**Excerpted records**
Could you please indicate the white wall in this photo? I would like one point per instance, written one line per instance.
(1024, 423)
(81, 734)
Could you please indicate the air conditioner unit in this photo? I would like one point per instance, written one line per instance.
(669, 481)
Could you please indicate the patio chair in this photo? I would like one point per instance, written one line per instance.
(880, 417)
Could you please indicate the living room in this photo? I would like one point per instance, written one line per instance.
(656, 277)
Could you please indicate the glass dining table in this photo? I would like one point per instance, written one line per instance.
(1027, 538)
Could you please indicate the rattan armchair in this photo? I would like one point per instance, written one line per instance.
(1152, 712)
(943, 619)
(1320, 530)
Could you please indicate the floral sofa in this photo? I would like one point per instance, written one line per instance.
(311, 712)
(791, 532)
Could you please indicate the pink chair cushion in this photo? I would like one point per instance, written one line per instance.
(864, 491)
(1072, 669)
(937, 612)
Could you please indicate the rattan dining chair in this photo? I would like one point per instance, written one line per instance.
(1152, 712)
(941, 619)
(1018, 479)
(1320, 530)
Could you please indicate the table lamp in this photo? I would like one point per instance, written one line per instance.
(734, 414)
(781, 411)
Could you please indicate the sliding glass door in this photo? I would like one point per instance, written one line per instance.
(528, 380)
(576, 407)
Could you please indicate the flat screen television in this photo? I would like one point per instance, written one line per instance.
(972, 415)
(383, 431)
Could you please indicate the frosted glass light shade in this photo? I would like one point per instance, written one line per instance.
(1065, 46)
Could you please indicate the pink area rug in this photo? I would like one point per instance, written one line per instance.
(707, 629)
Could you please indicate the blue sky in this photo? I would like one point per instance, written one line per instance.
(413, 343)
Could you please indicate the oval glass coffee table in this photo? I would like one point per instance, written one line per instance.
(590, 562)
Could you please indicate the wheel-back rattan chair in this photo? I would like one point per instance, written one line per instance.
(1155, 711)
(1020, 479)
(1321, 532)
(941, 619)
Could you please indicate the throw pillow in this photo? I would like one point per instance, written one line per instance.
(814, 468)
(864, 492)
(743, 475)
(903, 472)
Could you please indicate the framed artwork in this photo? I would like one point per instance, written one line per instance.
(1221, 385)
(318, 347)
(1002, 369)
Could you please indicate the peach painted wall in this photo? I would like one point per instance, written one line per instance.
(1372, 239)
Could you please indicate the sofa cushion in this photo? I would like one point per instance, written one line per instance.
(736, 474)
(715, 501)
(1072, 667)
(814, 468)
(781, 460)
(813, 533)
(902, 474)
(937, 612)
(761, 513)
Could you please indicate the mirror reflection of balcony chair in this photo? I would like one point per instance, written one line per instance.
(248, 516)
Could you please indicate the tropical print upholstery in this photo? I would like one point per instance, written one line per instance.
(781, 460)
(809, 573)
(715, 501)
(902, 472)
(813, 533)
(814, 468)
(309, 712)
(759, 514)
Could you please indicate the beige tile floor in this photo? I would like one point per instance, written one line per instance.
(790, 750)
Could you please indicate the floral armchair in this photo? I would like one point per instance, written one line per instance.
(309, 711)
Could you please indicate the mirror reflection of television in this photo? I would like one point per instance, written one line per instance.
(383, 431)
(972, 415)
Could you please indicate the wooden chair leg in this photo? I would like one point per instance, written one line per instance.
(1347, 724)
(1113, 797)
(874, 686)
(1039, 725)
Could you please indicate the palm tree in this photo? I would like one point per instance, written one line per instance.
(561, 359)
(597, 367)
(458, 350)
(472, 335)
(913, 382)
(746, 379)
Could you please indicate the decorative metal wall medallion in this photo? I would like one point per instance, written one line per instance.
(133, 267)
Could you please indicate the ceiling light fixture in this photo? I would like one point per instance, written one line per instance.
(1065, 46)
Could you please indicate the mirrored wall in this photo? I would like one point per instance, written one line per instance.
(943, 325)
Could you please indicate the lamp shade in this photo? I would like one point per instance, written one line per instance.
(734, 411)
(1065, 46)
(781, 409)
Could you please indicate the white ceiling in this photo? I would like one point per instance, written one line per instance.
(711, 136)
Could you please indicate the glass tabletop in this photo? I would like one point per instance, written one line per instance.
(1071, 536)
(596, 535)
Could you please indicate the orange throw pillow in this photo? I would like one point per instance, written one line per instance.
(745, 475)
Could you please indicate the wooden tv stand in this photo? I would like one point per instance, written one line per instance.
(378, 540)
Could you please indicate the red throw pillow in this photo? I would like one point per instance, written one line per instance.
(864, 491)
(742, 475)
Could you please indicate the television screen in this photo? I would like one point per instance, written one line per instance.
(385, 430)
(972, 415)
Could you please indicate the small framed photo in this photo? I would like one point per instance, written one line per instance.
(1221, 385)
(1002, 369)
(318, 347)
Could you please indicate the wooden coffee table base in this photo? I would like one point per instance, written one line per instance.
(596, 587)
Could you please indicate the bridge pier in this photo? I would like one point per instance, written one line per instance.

**Your instructions**
Every record above must appear again in the answer, unchanged.

**Result of the exercise**
Could you please indicate the white wall in this photo? I would like one point per instance, written one line per instance.
(1024, 423)
(81, 734)
Could you please indicate the air conditioner unit in this photo? I would like one point per instance, written one line per instance.
(669, 481)
Could you please indicate the patio chair in this photo? I would like one point per instance, written one line per instance.
(880, 417)
Could you please indicate the living room in this photo? I would like one point per instance, written one line per instance.
(656, 277)
Could you please indicate the glass dining table in this photo? I would like one point per instance, written one line per instance.
(1027, 538)
Could you please indicate the rattan armchair in this photo? I would like one point per instance, written one line per instance.
(1152, 712)
(943, 619)
(1320, 530)
Could you please indicate the floral sofa in this photo? I would like one point per instance, written one line per instance.
(311, 712)
(791, 532)
Could you please indicate the pink chair cushion in this photo? I would like one point per instance, written one line per instance.
(864, 491)
(1072, 669)
(937, 612)
Could you please indicate the rattan dining chair in this photo? I would like one point per instance, written one line per instance.
(1152, 712)
(941, 619)
(1018, 479)
(1320, 530)
Could you please indicate the table lamp in this photo? I would like one point per instance, written one line per instance.
(734, 414)
(781, 411)
Could you please indicate the sliding glass door in this photo? I would like one point per instance, written one line per instance.
(528, 380)
(576, 407)
Could you please indicate the flat screen television in this photo? I would like one point per instance, written one line per instance.
(972, 415)
(383, 431)
Could you please indicate the frosted glass light shade in this photo? I would like one point per instance, written one line per instance.
(1065, 46)
Could you please indicate the pink area rug in this photo? I would like one point per instance, written one line per instance.
(707, 629)
Could you please indicate the blue sky in this photo? I would like one point per instance, written one line per instance.
(413, 343)
Could you please indicate the oval glass coffee table in this photo? I would like one point per instance, written one line per instance.
(590, 562)
Could you please indicate the wheel-back rattan chair in this photo? I would like one point per instance, written one line per instance.
(1155, 711)
(1020, 479)
(1321, 532)
(941, 619)
Could you please indicate the throw pillow in this photo? I would like one point per instance, written one line per instance.
(814, 468)
(864, 492)
(743, 475)
(903, 472)
Could you please indicate the framed artwork in this photo? I would like one point per instance, written one line per instance.
(1221, 385)
(318, 347)
(1002, 369)
Could you please indicate the peach painted wall in this photo? I would like one point per instance, written one line per instance.
(1372, 239)
Could you please indicate the sofa cushion in this photo? I would like one point per instance, written one line per instance.
(736, 474)
(715, 501)
(1072, 667)
(814, 468)
(781, 460)
(813, 533)
(902, 474)
(937, 612)
(761, 513)
Could you please indicate the mirror reflection of balcony chair in this photo? I would like one point per instance, written one line per instance.
(248, 516)
Could you please indicate the tropical print upholstery in this photo? I would like one point per instance, written one line per instance.
(781, 460)
(809, 573)
(715, 501)
(902, 472)
(813, 533)
(814, 468)
(309, 712)
(759, 514)
Could you please indicate the beige tile floor in this photo? I would like one point per instance, written one line per instance.
(790, 750)
Could you please indicate the floral armchair in this photo? I would like one point per instance, written one line per instance.
(309, 711)
Could you please indicate the mirror reflection of television in this photo? I would like one point per instance, written one line per instance.
(383, 431)
(972, 415)
Could you please indicate the wooden chair leg in this photo? I would like one point per instance, written one line per instance.
(1347, 724)
(1113, 797)
(874, 686)
(1039, 725)
Could you please indicate the palm tree in this photo? I would like one point per instance, written one line per instance.
(561, 359)
(597, 367)
(458, 350)
(472, 335)
(913, 382)
(746, 379)
Could you please indicate the decorative metal wall medallion in this photo? I would like one point per instance, written one line per instance.
(133, 267)
Could you please indicate the ceiling light fixture in this photo? I would like one point per instance, written one line per instance.
(1065, 46)
Could you please indicate the mirrored wall in this photo? I would like one point per instance, written one line per instance.
(943, 325)
Could you please indicate the lamp shade in this photo? I would like one point per instance, written one line per instance.
(734, 411)
(1065, 46)
(781, 409)
Could you please indicate the white ceiling in this photo? I would like one point per instance, written one line per instance.
(711, 136)
Could you please indicate the glass tabletop in this photo? I would like one point per instance, written one line per instance.
(1071, 536)
(596, 535)
Could you please indicate the orange throw pillow in this photo? I would like one point per instance, written one line per instance.
(745, 475)
Could you please indicate the wooden tv stand in this photo? I would like one point per instance, written one line per instance.
(378, 540)
Could you please indicate the red throw pillow in this photo? I would like one point per instance, written one line per instance.
(864, 491)
(742, 475)
Could you please indicate the television screen in this photo? I would like one point per instance, written one line per instance.
(385, 430)
(972, 415)
Could you please indicate the small framed photo in this photo? I would like one point per instance, written one line per instance.
(1221, 385)
(1002, 369)
(318, 347)
Could you please indicate the wooden coffee table base in this photo? I would like one point per instance, written one line per instance.
(596, 587)
Could you please indicate the bridge pier in this photo? I would like one point per instance, written one line per instance.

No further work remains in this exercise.